- Task to carry out -
The line bearing "Expected: one point per instance of the boulder, each", together with all lines after it to the end of the material, should be repeated exactly; leave out everything else.

- Exercise materials -
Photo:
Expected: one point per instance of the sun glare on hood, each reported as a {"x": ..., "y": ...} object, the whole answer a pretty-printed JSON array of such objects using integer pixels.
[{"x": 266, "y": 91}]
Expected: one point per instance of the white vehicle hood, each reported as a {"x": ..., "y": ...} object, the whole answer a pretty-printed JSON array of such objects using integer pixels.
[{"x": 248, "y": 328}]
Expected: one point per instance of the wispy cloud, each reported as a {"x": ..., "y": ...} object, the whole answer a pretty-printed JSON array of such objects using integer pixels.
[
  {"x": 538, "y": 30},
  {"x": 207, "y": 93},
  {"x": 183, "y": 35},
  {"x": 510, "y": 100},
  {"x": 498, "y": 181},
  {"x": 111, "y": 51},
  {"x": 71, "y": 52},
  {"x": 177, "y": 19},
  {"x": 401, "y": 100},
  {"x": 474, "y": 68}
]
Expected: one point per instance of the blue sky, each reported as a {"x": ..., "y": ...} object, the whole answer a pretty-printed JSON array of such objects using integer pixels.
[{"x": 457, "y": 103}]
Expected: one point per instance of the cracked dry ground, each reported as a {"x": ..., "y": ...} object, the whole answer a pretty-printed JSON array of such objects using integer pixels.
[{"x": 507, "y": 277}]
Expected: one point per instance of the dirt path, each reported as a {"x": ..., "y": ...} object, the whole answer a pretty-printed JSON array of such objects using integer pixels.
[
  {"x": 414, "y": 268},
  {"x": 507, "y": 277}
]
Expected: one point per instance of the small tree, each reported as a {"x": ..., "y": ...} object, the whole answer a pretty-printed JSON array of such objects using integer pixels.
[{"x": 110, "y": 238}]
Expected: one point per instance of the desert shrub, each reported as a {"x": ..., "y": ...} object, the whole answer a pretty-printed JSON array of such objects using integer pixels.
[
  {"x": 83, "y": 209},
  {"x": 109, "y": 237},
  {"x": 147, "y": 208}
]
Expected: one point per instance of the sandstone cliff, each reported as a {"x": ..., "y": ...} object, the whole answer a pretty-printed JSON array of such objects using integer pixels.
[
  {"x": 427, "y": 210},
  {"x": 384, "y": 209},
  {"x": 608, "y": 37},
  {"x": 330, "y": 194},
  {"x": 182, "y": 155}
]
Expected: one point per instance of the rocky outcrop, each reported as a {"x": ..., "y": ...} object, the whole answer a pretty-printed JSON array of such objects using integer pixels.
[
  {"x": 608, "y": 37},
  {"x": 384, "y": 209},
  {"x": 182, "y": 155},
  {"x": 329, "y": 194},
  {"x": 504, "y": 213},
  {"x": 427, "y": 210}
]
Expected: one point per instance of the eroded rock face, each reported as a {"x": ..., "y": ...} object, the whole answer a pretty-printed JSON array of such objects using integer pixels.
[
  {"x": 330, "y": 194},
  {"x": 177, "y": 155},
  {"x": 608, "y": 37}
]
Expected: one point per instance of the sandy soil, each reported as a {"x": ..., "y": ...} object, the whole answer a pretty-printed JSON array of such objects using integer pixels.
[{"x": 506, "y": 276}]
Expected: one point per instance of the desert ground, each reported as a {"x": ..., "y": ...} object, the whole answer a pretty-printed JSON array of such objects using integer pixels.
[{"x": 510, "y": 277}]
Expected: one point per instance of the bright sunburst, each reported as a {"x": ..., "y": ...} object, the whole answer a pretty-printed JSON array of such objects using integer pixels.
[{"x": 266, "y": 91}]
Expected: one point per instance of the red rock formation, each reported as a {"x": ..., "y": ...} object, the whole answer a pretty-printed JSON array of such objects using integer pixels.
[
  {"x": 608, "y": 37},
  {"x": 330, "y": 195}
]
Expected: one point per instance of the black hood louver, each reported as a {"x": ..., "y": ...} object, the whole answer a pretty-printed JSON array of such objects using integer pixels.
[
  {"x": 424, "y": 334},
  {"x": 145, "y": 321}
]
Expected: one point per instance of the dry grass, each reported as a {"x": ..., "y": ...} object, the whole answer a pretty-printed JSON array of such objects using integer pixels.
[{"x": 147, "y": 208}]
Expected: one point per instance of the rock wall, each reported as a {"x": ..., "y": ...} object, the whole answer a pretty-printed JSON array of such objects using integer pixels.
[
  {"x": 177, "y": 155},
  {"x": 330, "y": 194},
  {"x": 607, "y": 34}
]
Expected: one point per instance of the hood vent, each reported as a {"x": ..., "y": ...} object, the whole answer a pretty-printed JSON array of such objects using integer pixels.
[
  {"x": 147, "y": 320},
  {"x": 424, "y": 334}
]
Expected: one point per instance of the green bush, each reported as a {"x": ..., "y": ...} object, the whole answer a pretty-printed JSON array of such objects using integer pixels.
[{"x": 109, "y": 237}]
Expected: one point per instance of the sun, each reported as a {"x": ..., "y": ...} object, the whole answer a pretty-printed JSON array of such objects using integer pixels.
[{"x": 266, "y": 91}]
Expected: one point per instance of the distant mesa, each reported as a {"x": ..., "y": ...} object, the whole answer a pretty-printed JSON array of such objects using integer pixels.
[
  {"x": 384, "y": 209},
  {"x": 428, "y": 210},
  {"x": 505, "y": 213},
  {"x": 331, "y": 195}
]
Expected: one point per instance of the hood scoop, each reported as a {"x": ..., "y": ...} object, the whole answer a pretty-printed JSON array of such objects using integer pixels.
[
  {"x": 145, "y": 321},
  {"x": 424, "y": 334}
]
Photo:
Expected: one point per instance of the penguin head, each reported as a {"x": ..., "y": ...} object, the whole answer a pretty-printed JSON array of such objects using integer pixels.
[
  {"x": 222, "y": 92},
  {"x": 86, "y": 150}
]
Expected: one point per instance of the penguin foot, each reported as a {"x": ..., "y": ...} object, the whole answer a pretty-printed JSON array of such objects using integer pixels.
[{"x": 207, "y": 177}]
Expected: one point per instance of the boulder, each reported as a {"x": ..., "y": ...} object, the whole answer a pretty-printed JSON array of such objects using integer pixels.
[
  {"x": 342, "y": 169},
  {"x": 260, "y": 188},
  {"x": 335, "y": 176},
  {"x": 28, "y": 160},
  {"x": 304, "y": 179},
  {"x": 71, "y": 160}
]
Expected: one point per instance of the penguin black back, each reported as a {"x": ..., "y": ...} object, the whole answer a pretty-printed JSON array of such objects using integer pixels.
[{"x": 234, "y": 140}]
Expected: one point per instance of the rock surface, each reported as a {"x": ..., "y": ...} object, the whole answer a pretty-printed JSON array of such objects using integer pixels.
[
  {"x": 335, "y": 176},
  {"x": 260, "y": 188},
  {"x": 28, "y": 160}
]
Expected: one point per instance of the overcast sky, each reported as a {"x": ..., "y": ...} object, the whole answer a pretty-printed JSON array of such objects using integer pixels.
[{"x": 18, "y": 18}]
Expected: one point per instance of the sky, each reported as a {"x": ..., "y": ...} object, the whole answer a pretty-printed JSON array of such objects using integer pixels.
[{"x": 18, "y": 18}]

- Answer for this exercise -
Expected: one point per instance of the boulder, each reported as a {"x": ..., "y": ...} object, the whole answer a pretty-printed JSON array of such objects using integer pixels.
[
  {"x": 342, "y": 169},
  {"x": 260, "y": 188},
  {"x": 335, "y": 176},
  {"x": 28, "y": 160},
  {"x": 304, "y": 179},
  {"x": 71, "y": 160}
]
Expected: one point per instance of the penguin black back, each reported as a {"x": ..., "y": ...} object, the whole answer a pretty-printed JSON array of such objects using integer pixels.
[{"x": 234, "y": 140}]
Expected: one point per instance of the rock surface, each reported as a {"x": ..., "y": ...} object, the whole answer a pretty-printed JSON array of such objects using integer pixels.
[
  {"x": 335, "y": 176},
  {"x": 260, "y": 188},
  {"x": 28, "y": 160}
]
Expected: one point per instance of the overcast sky, each reported as a {"x": ..., "y": ...} object, the whole answer a pretty-printed JSON array of such objects using integer pixels.
[{"x": 18, "y": 18}]
Expected: one point per instance of the sky, each reported as a {"x": ..., "y": ...} object, the whole answer a pretty-printed JSON array of such objects using integer pixels.
[{"x": 18, "y": 18}]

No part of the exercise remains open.